> [Data to process]
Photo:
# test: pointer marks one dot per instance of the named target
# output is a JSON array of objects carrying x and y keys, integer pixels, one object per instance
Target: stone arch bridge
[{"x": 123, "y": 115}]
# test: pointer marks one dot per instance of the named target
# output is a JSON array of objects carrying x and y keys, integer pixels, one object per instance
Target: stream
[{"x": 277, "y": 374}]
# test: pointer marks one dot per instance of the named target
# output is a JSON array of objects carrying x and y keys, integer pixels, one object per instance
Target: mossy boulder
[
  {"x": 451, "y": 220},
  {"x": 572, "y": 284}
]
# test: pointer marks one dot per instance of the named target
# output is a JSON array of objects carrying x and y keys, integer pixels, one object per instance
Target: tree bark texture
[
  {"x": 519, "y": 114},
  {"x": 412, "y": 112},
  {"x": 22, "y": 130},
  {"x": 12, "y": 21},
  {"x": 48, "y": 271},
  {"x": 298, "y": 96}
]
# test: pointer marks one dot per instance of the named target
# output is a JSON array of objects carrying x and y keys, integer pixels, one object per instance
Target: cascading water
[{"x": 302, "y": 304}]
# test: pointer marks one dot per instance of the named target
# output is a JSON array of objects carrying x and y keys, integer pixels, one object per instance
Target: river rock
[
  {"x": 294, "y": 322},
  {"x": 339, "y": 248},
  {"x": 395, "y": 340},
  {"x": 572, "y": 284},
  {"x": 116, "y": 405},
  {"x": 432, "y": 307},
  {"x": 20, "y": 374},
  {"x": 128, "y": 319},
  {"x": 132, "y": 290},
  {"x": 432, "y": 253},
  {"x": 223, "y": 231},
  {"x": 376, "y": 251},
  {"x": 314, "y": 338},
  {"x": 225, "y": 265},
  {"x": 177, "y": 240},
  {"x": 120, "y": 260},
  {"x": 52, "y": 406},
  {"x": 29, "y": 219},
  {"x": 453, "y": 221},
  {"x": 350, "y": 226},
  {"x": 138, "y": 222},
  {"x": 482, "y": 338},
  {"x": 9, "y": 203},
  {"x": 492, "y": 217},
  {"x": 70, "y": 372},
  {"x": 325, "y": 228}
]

> [Task description]
The answer is to be the complete listing, transcribed exactly.

> [Solution to the exercise]
Photo:
# test: pointer marks one dot per instance of the named target
# output is a JSON array of objects carrying x and y keys, integer pixels, one object per instance
Target: stone arch bridge
[{"x": 123, "y": 115}]
# test: pointer marks one dot per instance of the named target
# output is a JSON array of objects carrying x and y keys, integer pixels, one object per instance
Target: stream
[{"x": 277, "y": 374}]
# test: pointer marks one dot per instance of the named target
# output is a JSON array of objects carrying x and y keys, integer pixels, one object per instance
Target: mossy boulder
[
  {"x": 451, "y": 220},
  {"x": 572, "y": 284}
]
# test: pointer marks one dot per instance of the named target
# output is a JSON array of objects carrying x and y keys, integer pixels, one object per instance
Target: tree bark texture
[
  {"x": 519, "y": 114},
  {"x": 412, "y": 112},
  {"x": 22, "y": 130},
  {"x": 12, "y": 21},
  {"x": 48, "y": 271},
  {"x": 298, "y": 96}
]
# test: pointer marks one dot per instance of the named target
# output is a JSON array of objects carrying x and y keys, integer pixels, one object per instance
Target: cascading water
[{"x": 302, "y": 304}]
# test: pointer marks one dot per instance of the named target
# output is a JSON array of objects carrying x and y keys, integer pixels, one object per instance
Target: river rock
[
  {"x": 294, "y": 322},
  {"x": 339, "y": 248},
  {"x": 395, "y": 340},
  {"x": 572, "y": 284},
  {"x": 116, "y": 405},
  {"x": 432, "y": 307},
  {"x": 20, "y": 374},
  {"x": 128, "y": 319},
  {"x": 132, "y": 290},
  {"x": 432, "y": 253},
  {"x": 223, "y": 231},
  {"x": 376, "y": 251},
  {"x": 314, "y": 338},
  {"x": 225, "y": 265},
  {"x": 177, "y": 240},
  {"x": 120, "y": 260},
  {"x": 52, "y": 406},
  {"x": 29, "y": 219},
  {"x": 453, "y": 221},
  {"x": 350, "y": 226},
  {"x": 138, "y": 222},
  {"x": 482, "y": 338},
  {"x": 9, "y": 203},
  {"x": 492, "y": 217},
  {"x": 70, "y": 372},
  {"x": 325, "y": 228}
]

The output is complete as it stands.